Tarefa proposta: Relacione, na ordem em que aparecem, todos os valores percentuais citados no texto sobre o Banco Central e os juros.

Trecho selecionado:

Correio Econômico: Erros e acertos do Banco Central

Publicado em Economia

Ao anunciar que cortará os juros bem além do esperado, o Banco Central está apenas corrigindo seus erros nas projeções de inflação. Como vinha estimando um Índice de Preços ao Consumidor Amplo (IPCA) muito acima do que vem se confirmando, o BC precisa ajustar a taxa básica (Selic) de forma a manter os estímulos à economia, que, infelizmente, se recupera mais lentamente do que o desejado. Se a inflação fica abaixo do que a autoridade monetária prevê em seus modelos, sem cortes nos juros, a taxa real — a que realmente importa para o consumo e a produção — acaba subindo em vez de cair. Os juros reais estão girando em torno de 2,8%.

 

Em dezembro do ano passado, quando divulgou o Relatório Trimestral de Inflação com as expectativas para 2018, o Banco Central previa IPCA de 1,4% no primeiro trimestre do ano. O custo de vida, porém, ficará próximo de 0,75% no período, quase a metade do estimado. Como tudo indica que, nos próximos meses, a inflação continuará abaixo do projetado pelo BC, a Selic não só deverá cair dos atuais 6,50% para 6,25% ao ano em maio, como poderá chegar a 6% na reunião seguinte do Comitê de Política Monetária (Copom).

Material fornecido:
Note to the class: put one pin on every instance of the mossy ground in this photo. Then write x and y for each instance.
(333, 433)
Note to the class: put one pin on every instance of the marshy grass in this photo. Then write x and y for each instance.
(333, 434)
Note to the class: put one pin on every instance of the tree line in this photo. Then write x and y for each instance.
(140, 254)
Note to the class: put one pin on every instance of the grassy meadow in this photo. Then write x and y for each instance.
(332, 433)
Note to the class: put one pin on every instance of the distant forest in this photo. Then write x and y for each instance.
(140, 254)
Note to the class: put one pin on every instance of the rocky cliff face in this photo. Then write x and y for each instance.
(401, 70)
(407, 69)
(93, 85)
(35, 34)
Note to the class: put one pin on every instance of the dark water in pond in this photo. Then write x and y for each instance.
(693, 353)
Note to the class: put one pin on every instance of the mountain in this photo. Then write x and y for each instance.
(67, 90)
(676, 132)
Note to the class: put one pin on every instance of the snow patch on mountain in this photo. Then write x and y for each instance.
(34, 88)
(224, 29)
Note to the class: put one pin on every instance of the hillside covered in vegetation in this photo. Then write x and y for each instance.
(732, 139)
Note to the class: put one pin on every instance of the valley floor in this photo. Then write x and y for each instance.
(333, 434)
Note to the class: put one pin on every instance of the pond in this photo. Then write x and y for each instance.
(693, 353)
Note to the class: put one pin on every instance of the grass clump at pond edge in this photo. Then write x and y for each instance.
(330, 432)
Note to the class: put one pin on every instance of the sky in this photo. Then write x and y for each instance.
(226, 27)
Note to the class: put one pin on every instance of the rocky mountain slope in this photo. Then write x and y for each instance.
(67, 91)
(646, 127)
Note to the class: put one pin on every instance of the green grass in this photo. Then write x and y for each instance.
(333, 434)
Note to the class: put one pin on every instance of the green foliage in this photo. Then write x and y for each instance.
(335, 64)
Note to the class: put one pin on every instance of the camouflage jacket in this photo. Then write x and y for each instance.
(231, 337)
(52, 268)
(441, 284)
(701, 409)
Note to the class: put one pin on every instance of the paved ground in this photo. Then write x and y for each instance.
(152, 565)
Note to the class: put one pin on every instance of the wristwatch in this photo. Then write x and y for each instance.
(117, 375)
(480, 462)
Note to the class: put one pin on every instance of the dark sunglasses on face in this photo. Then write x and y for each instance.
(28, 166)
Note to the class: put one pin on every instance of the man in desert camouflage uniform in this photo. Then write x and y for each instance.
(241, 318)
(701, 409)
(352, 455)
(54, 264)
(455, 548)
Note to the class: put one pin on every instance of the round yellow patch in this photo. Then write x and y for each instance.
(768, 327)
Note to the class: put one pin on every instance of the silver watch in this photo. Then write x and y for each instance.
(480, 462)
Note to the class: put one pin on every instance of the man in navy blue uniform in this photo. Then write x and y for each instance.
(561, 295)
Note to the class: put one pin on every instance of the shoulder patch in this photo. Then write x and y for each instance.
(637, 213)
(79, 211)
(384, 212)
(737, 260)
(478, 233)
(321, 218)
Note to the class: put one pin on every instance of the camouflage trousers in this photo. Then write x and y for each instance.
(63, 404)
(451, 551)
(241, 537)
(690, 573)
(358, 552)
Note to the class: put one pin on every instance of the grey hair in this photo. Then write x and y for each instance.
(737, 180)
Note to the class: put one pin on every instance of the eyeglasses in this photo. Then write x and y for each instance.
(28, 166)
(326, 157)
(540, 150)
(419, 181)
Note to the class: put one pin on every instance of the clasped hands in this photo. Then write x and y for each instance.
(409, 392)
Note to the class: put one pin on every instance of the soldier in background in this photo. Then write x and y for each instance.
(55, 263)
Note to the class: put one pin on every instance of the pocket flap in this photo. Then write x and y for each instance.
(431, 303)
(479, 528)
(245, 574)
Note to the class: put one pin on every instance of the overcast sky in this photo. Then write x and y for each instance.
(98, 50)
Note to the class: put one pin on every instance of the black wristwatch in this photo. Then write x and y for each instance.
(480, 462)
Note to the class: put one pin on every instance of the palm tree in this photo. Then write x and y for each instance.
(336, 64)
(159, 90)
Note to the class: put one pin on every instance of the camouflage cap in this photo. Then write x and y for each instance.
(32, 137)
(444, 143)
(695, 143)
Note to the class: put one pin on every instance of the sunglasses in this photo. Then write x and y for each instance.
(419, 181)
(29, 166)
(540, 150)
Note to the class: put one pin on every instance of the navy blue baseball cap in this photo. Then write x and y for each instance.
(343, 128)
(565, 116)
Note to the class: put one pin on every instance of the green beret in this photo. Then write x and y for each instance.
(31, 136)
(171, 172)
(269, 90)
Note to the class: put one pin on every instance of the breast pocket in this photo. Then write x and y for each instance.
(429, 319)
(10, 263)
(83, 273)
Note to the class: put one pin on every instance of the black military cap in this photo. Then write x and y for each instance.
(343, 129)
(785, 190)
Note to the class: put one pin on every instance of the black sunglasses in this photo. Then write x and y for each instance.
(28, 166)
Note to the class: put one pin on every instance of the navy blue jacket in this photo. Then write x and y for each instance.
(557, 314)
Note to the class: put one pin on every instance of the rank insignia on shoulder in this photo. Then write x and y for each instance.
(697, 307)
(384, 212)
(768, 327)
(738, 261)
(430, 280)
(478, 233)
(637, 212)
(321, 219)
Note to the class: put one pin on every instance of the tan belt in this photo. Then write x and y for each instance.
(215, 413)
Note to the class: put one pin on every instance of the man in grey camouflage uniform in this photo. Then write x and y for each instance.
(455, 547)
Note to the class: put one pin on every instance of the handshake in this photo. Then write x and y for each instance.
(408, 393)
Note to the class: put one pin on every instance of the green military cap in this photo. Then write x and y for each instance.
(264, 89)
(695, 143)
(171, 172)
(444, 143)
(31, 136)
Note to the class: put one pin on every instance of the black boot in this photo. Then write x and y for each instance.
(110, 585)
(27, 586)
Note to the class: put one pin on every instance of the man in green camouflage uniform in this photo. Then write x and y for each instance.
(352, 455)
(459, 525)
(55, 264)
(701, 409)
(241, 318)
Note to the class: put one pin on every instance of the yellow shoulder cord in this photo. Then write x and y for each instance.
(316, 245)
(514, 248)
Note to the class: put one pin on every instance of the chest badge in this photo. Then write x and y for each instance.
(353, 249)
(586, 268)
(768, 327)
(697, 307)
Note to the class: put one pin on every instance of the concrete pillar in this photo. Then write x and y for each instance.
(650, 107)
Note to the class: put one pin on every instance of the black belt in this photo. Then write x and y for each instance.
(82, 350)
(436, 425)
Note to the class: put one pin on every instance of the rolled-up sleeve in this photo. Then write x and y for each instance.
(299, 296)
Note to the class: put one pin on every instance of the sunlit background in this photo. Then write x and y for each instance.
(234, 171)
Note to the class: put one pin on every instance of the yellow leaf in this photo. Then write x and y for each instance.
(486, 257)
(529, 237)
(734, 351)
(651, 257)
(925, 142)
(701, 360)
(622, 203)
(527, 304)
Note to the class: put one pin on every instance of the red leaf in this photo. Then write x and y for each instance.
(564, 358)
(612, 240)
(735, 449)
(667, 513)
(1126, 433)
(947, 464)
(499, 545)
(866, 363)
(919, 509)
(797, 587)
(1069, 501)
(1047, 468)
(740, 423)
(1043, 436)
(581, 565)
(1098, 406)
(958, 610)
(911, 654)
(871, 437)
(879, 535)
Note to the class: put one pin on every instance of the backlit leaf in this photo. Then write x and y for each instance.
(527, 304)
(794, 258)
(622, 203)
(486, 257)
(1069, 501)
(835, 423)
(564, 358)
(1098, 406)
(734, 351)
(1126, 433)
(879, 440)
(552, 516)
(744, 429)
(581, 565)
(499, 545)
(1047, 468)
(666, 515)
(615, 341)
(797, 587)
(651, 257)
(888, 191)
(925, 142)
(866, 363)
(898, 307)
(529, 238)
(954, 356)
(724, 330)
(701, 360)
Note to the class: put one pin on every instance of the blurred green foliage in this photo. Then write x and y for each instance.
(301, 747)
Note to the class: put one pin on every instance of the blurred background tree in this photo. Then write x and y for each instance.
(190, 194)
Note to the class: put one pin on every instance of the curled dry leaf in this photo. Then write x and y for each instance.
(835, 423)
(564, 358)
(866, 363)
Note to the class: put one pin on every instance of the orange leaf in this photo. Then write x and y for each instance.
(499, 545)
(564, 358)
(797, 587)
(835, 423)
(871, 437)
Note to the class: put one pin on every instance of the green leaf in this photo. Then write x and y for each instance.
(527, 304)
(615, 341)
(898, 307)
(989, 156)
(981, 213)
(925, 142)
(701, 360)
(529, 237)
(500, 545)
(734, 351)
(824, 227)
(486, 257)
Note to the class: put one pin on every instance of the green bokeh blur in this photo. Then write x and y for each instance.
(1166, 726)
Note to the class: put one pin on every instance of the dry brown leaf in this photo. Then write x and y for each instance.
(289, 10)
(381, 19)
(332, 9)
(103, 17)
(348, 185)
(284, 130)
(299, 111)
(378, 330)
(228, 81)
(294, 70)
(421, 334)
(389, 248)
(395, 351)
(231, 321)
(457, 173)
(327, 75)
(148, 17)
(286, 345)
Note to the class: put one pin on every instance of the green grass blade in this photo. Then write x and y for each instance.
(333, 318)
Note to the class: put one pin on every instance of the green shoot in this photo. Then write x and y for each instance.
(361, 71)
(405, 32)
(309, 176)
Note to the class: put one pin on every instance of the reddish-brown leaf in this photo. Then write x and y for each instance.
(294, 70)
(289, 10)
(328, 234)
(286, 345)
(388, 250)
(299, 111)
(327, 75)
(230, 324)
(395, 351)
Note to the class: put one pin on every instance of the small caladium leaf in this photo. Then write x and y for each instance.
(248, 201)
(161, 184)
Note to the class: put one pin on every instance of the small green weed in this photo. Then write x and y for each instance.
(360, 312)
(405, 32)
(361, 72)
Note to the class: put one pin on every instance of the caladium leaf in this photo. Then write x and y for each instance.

Resolução do exercício:
- 2,8%
- 1,4%
- 0,75%
- 6,50%
- 6,25%
- 6%